__작업 자료__
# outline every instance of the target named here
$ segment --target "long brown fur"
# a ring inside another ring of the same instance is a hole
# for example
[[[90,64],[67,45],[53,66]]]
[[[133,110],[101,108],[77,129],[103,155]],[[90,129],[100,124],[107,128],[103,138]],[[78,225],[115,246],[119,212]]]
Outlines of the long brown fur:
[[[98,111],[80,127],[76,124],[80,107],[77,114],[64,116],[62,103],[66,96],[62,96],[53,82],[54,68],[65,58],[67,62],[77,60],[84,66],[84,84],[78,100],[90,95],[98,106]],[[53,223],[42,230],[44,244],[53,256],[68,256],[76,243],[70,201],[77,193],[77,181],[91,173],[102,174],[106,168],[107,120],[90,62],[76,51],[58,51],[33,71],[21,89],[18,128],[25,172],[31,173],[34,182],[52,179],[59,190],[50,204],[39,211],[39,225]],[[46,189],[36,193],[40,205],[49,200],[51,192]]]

__문제 세부 사항__
모든 항목의 각 줄을 하나의 문자열로 삼아 JSON 목록으로 정리하세요. 빈 줄은 넣지 마세요.

__전체 풀이__
[
  "# outline every instance of the target named here",
  "$ segment --target \"long brown fur\"",
  "# a ring inside another ring of the same instance is a hole",
  "# for example",
  "[[[90,64],[67,45],[53,66]]]",
  "[[[133,110],[101,108],[77,129],[103,155]],[[90,129],[100,124],[107,128],[103,138]],[[78,225],[115,246],[119,212]]]",
  "Outlines of the long brown fur:",
  "[[[98,111],[80,127],[76,124],[80,107],[77,114],[64,116],[62,103],[66,96],[62,96],[53,82],[54,68],[65,58],[67,62],[77,60],[84,66],[84,84],[78,100],[90,95],[98,106]],[[53,223],[42,230],[44,244],[53,256],[68,256],[76,243],[70,201],[77,193],[77,181],[91,173],[102,174],[106,168],[107,120],[90,62],[76,51],[58,51],[33,71],[21,89],[18,128],[25,172],[31,173],[34,182],[52,179],[59,190],[50,204],[39,211],[39,225]],[[46,189],[36,193],[40,205],[49,200],[51,192]]]"
]